***** Study material *****

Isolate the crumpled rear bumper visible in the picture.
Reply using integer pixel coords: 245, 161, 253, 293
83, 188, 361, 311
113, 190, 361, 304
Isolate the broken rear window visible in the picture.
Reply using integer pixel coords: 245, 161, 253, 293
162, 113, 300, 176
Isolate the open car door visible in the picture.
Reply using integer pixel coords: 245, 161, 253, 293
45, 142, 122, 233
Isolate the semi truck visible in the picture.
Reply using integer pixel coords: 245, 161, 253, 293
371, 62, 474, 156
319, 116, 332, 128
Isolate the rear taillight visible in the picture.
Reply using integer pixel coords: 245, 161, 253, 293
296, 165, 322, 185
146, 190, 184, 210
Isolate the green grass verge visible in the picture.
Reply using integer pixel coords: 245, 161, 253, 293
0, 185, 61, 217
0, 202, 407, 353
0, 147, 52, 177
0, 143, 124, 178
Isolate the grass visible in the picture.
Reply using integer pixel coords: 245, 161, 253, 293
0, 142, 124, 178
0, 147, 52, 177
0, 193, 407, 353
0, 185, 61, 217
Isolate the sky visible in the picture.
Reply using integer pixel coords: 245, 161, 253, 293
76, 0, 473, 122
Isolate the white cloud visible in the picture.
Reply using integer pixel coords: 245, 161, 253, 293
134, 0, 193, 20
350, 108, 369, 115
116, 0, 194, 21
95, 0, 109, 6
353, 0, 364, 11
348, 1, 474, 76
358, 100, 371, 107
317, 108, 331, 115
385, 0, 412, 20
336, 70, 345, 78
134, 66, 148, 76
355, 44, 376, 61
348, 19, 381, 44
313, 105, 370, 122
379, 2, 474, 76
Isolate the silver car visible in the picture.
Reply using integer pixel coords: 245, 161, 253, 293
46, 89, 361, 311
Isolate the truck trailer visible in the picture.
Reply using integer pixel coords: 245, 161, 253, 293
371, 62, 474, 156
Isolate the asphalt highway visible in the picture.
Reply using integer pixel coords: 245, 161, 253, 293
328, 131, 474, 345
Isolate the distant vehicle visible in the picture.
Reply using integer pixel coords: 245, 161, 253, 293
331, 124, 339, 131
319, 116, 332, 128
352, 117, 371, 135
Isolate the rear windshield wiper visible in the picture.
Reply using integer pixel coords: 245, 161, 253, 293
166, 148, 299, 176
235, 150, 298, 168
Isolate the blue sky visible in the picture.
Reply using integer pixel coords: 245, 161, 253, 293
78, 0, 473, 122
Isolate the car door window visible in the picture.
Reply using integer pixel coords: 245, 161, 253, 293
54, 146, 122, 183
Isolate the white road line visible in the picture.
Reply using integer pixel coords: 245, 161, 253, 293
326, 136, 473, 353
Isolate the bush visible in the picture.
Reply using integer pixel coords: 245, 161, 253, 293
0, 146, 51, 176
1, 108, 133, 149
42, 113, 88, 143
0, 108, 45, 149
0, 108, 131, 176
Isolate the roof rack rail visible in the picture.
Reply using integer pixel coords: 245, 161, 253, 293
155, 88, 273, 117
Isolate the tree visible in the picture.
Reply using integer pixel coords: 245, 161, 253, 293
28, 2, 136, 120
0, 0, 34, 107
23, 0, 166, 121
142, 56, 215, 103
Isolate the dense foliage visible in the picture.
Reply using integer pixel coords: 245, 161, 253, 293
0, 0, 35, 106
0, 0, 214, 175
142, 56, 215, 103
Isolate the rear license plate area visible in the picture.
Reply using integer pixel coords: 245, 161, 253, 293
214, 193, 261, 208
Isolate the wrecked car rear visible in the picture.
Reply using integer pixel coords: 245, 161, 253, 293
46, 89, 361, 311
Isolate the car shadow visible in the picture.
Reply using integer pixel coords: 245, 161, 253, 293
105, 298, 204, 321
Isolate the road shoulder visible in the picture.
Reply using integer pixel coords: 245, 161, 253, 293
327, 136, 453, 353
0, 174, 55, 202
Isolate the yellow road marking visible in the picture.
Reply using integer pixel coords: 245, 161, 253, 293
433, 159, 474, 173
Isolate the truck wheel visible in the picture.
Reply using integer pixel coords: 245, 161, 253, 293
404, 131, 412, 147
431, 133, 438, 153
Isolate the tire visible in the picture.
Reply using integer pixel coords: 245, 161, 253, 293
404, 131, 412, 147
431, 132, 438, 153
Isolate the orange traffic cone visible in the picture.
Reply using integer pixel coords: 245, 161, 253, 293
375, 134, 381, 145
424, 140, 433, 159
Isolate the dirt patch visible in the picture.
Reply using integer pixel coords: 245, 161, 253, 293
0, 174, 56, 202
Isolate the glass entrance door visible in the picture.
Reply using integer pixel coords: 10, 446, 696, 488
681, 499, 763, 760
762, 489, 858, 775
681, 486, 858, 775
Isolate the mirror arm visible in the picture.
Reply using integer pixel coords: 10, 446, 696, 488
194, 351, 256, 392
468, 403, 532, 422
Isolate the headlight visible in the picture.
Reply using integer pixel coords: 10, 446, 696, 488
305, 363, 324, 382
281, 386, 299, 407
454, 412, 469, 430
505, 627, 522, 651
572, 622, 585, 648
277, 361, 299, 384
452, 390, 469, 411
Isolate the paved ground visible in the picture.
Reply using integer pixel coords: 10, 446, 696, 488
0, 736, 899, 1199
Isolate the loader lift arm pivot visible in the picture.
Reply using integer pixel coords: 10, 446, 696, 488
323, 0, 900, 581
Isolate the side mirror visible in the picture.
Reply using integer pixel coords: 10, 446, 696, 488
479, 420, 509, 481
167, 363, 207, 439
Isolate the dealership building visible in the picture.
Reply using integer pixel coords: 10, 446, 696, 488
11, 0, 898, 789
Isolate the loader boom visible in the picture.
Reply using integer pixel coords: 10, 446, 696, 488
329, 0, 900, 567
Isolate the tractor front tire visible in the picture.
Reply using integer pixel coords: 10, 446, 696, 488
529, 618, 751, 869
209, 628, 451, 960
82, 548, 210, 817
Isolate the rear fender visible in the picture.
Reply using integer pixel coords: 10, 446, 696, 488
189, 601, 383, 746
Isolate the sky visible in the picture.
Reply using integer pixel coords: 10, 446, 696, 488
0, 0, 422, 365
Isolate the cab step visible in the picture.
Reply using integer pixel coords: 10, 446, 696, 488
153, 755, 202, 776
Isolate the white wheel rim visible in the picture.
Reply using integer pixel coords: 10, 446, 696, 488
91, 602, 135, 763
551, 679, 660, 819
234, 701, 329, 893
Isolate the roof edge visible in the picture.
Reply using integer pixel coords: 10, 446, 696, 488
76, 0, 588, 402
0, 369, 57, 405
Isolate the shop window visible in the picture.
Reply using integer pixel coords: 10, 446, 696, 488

*****

* [Work task] Pull each line containing the word "grass" out of the data above.

* [Answer area]
Isolate the green grass verge visible in the picture.
Isolate the grass visible in the picture.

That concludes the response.